-- BEGIN Text extract --
# Millie Moo the Cockapoo



## Sezra (May 20, 2011)

I can't believe we have had Millie for a week now. She has slotted into our family life so well and we love having two Cockapoos! Here are some photos taken of her today. 

Ummm...think we owe Betty a toy fox! 










What's in here then?










Look at that naughty 'Poo in the background!










Ok so how do we get in here then?










My Mummy says I have a cute face!


----------



## mairi1 (Mar 12, 2012)

This post made me smile as I call Molly 'Molly Moo' !!  anyway....back to your girls, they look to be very busy with lots to entertain them. Glad all is going well and
Little Millie is settling in .. Such a sweet face


----------



## mariag (Jun 19, 2011)

Looks like she's settled in really well Sarah, great piccies


----------



## JulesB (Mar 6, 2011)

Millie Moo its not just your mum who thinks you have a cute face!!

Gorgeous pics, I love Daisy doing a bit of climbing in the background!!!

X


----------



## Janev1000 (Oct 4, 2011)

You've got two very gorgeous poos Sarah! Glad it is going well. Millie is certainly very cute! x


----------



## Jedicrazy (Apr 26, 2011)

Fab pictures Sarah. On the first one she really does look like a female version of my Obi  Glad to hear she's settling in really well :twothumbs:


----------



## dave the dog (Jun 4, 2011)

Lovely! (My daughter has always been called Millie Moo!).
Meg x


----------



## emmelg (Mar 4, 2012)

Great pics x 

Glad to hear she's settled in well 

It's nice to actually have them out playing in the sun isn't it, my 2 have been in the garden all day having lots of fun x

Lets hope the rain stays away


----------



## Sezra (May 20, 2011)

JulesB said:


> Millie Moo its not just your mum who thinks you have a cute face!!
> 
> Gorgeous pics, I love Daisy doing a bit of climbing in the background!!!
-- END Text extract --
-- BEGIN Dataset records --
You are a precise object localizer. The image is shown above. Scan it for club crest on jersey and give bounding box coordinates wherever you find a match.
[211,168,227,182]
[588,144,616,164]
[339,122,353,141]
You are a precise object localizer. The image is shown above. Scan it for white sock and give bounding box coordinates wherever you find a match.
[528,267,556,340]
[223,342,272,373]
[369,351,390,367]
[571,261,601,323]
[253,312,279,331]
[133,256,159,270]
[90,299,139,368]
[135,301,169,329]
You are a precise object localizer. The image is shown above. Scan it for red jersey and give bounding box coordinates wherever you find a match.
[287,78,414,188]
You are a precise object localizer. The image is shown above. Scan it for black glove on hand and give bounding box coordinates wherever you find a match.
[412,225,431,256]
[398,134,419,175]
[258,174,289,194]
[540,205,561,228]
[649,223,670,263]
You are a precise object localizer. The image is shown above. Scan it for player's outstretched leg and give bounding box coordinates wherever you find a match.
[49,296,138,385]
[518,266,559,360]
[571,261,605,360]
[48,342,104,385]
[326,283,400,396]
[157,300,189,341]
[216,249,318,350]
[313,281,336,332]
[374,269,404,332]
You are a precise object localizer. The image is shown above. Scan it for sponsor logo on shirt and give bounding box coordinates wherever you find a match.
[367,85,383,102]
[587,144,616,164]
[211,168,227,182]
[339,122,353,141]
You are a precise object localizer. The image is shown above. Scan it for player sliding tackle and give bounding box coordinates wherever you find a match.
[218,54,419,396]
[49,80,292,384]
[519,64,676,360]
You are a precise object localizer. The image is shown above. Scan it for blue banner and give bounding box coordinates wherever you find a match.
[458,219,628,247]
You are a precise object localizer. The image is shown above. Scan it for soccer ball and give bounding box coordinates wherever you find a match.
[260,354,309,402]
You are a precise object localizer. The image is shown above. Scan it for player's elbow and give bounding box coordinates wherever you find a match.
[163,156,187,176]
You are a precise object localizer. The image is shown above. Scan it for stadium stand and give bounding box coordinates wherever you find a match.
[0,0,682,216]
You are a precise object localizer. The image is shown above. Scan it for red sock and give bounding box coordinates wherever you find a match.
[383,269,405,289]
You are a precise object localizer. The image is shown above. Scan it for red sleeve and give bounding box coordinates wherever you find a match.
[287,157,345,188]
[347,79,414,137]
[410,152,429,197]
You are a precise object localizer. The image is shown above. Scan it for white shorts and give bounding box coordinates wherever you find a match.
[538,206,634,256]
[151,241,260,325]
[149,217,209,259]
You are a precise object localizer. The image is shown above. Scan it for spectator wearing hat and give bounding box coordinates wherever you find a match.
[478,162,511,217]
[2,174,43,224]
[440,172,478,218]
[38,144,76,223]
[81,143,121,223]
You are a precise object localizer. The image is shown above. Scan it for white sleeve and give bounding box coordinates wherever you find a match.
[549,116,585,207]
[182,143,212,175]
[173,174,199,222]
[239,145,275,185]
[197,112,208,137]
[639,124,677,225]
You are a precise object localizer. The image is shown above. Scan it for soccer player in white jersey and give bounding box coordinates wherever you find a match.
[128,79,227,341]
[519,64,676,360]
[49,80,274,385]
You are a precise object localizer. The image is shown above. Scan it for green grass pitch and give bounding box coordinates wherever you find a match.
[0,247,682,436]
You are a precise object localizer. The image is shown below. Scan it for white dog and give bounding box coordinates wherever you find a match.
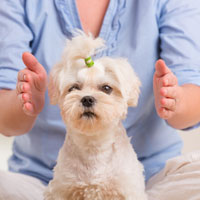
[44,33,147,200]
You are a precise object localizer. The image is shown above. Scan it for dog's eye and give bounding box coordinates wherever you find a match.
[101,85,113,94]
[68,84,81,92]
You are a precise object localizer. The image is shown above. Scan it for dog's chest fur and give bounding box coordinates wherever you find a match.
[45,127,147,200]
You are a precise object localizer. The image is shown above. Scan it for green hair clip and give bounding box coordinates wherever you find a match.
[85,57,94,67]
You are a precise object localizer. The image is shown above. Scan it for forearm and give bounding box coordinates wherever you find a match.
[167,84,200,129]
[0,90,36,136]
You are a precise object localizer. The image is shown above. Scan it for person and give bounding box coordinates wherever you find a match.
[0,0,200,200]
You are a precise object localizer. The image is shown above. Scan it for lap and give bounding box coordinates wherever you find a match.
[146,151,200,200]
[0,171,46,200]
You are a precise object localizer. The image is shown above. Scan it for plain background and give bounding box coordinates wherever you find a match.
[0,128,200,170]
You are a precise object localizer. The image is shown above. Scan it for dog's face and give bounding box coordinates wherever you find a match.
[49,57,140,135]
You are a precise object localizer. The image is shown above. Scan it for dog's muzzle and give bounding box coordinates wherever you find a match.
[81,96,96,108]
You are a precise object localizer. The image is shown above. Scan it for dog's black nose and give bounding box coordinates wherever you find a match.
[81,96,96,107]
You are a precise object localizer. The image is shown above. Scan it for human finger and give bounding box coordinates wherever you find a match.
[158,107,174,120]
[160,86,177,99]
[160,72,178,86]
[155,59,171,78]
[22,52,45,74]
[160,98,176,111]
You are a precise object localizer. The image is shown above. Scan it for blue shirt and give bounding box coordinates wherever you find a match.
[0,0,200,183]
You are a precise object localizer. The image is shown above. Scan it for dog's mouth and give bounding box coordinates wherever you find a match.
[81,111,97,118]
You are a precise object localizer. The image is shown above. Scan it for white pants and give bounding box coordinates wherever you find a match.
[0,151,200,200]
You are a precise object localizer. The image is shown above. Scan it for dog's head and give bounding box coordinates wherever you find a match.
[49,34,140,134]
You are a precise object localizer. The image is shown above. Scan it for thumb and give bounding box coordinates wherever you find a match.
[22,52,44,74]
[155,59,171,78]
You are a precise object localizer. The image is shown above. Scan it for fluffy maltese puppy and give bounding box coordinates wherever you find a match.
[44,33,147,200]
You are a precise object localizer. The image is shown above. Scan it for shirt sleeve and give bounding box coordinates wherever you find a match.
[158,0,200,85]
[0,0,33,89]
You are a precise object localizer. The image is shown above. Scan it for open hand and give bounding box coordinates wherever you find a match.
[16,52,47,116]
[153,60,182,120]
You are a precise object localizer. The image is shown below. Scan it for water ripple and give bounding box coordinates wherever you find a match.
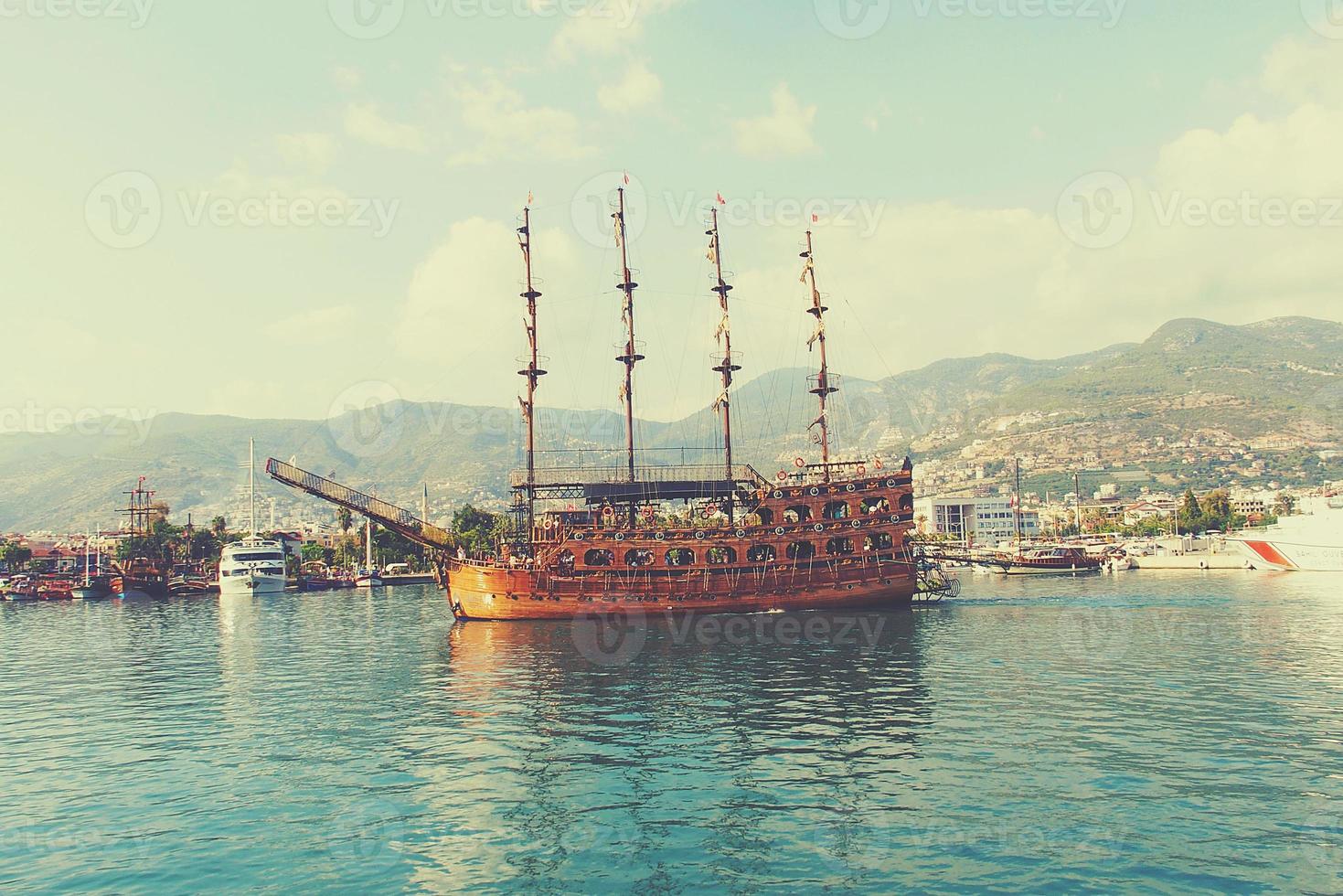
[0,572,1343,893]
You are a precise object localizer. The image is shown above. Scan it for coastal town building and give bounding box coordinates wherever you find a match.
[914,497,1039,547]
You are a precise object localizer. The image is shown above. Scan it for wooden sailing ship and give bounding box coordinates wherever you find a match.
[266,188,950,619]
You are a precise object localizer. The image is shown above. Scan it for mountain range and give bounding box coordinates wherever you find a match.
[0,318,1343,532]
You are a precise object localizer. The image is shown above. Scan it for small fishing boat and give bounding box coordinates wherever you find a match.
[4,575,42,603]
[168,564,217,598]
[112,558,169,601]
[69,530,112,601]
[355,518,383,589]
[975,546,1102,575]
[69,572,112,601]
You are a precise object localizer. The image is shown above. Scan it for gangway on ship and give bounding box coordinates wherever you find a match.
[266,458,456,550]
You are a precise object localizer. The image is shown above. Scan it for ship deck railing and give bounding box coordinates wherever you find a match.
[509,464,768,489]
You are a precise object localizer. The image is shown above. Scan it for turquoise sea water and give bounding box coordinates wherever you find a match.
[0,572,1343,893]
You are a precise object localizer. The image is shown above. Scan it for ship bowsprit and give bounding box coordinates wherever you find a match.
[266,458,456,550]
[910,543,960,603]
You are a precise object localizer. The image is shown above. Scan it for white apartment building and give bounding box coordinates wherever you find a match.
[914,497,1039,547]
-- END Dataset records --
_Task list_
A) Duplicate the part of the records that opens with the line containing "it for mountain" and closes with the line containing "[0,318,1343,532]", including both of those lines.
B) Finish out the next part of the forum thread about Millie the Cockapoo, picking up after its last line.

_Expected results_
A)
You are a precise object localizer. The image is shown above. Scan it for mountain range and give bounding box coordinates wherever you find a match.
[0,318,1343,532]

B)
> 
> X


Daisy is very naughty where the chickens are concerned, she patrols their run trying to work out how she can get an extra helping of dinner!



Jedicrazy said:


> Fab pictures Sarah. On the first one she really does look like a female version of my Obi  Glad to hear she's settling in really well :twothumbs:


They definitely have a similar 'look' about them! 



emmelg said:


> Great pics x
> 
> Glad to hear she's settled in well
> 
> ...


It is lovely to have them going outside and not coming in with wet muddy feet! I stand at the back door with an old towel ready to pounce on them to dry their feet off when they come back in! Roll on some better weather!


----------



## mandym (Jun 5, 2011)

Fantastic pics!! Love her sweet face in the last pic and loving your chickens too!!! xxx


----------



## Sarette (Mar 21, 2011)

Lovely pics! Max would be up there with Daisy haha!!


----------



## mrsmac (May 10, 2011)

Great pics. Looks like shes settled in well. We call Maisie moo too &#55357;&#56835;


----------



## JoJo (Mar 2, 2011)

Your mum is right .. you are so cute Millie Moo  

Fab photos ... Daisy you do make me laugh! and Millie is being such a good girl ....


----------



## emmelg (Mar 4, 2012)

> It is lovely to have them going outside and not coming in with wet muddy feet! I stand at the back door with an old towel ready to pounce on them to dry their feet off when they come back in! Roll on some better weather!


I know what you mean, i'm constantly chasing him with a towel x

But today we had a new problem (he has lovely green feet off the newly cut grass) he was only bathed last night, i thought i'd have a lovely clean poo today,what with having no rain(i thought wrong)


----------



## Sezra (May 20, 2011)

Sarette said:


> Lovely pics! Max would be up there with Daisy haha!!


I don't think she will ever give up either and would welcome a partner in crime!  



JoJo said:


> Your mum is right .. you are so cute Millie Moo
> 
> Fab photos ... Daisy you do make me laugh! and Millie is being such a good girl ....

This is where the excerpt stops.